# Set exercise 1
List the section headings that follow the title "Task Overview" in the Learn-to-Race task overview.
# Set exercise 2
In the Learn-to-Race task overview, how long does an agent get on the unseen evaluation racetrack during pre-evaluation?
# Set exercise 3
According to the Learn-to-Race task overview, why can submissions see only their agent's results and not any model updates from the pre-evaluation stage?

Task Overview

Overview

The task is to learn how to race using either vision-only or multiple input modalities. While Arrival’s racing simulator and the L2R framework is suitable for a wide variety of approaches including:

  • classical control

  • pre-planning trajectories

  • reinforcement learning (RL)

  • imiatation learning (IL)

We are most interested in agents which learn how to perceive their surroundings and effectively control the race car. We are also familiar with the success of RL approaches and fully expect, and encourage, the community to create agents which are significantly better than our human benchmarks. However, learning-based approaches often have poor sample efficiency and fail at generalizing to new scenarios. Humans, on the other hand, are good at quickly adapting to new situations, such as racing on a new, unseen track after only a short warmup period. The L2R task will challenges agents’ ability race in such a way.

Task Definition

Rather than giving agents an unbounded amount of time to perfectly overfit to a racetrack, the L2R task allows only a limited look at a new track, much like a Formula 1 driver gets only a brief practice session prior to the actual race. More concretely, agent assessment involves two stages:

  1. Pre-evaluation: agents will have access to an unseen, evaluation racetrack for 60 minutes with unfrozen weights. The agent is free to use this time for any purpose they deem necessary, but we generally expect agents to transfer their prior racing knowledge to the new environment after a brief exploration period.

  2. Evaluation: to qualify for evaluation, the agent must demonstrate that it can complete at least 1 lap during the pre-evaluation stage, subject to a modest maximum time limit. Successful agents will be evaluated on the testing racetrack and their metrics, defined below, will be recorded and updated on a leaderboard. To prevent competitors from unfairly learning on the test track, submissions will only be able to see their agent’s results and will not have access to any model updates during the pre-evaluation stage.

Note

We currently only support single vehicle racing, but hope to introduce a multi-agent environment in the future.

Input Modalities

We present two distinct sets of information available to agents. All information available to agents use virtual sensors that emulate their real counterparts, so the agent does not have access to any privileged information. A separate leadboard will be used for agent’s using the more restricted vision-only input mode.

Vision-Only

The agent only has access to raw pixel values from the vehicle’s cameras

Multimodal

In addition to the cameras, we provide the agent with sensor data, primarily from the vehicle’s IMU sensor

Metrics

Learn-to-Race defines numerous metrics for the assessment of an agent’s performance listed below. These are provided to agents upon episode termination in the info of the last environment step.

# Material provided
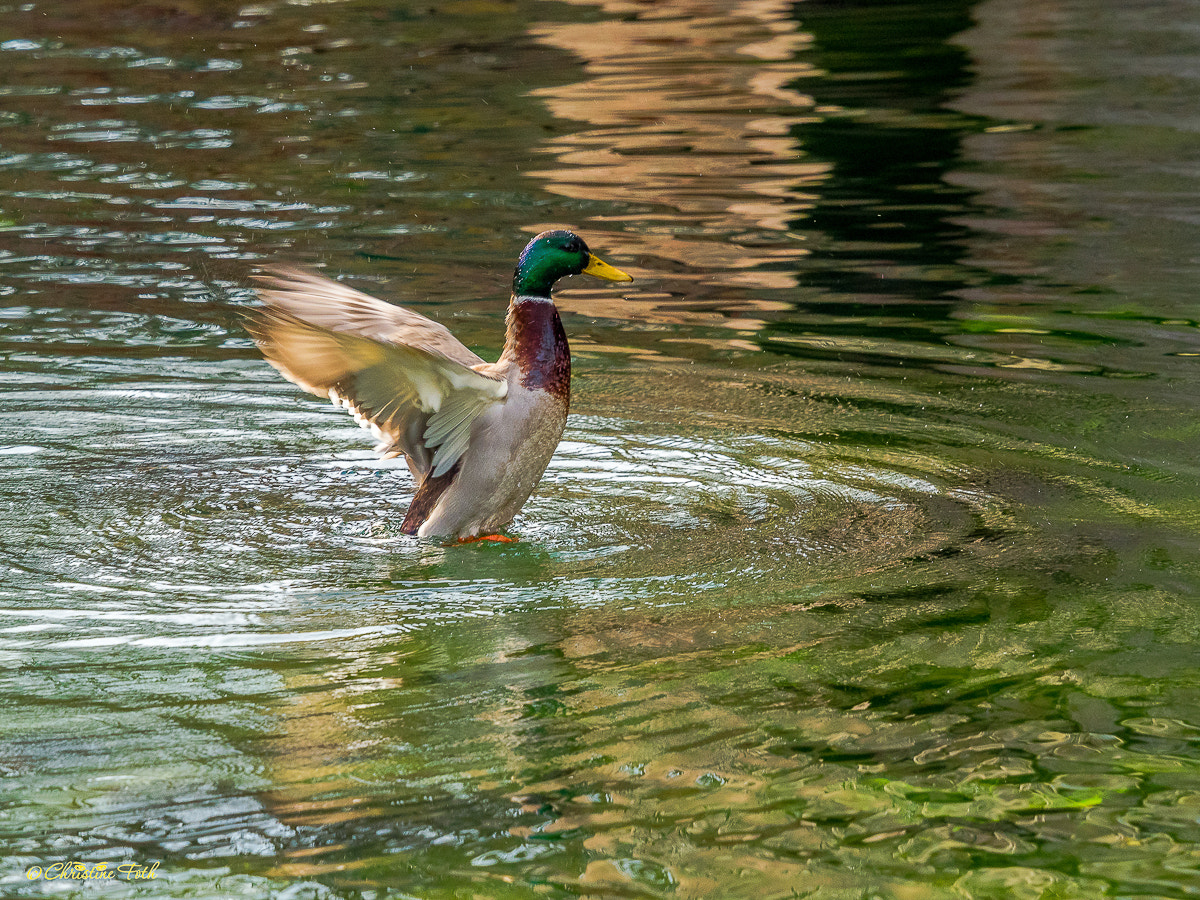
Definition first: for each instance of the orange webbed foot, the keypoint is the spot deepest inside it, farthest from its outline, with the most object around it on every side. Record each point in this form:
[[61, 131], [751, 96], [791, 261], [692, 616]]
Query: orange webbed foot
[[496, 538]]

# Right answer 1
Overview
Task Definition
Note
Input Modalities
Vision-Only
Multimodal
Metrics

# Right answer 2
60 minutes, with unfrozen weights.

# Right answer 3
This restriction prevents competitors from unfairly learning on the test track.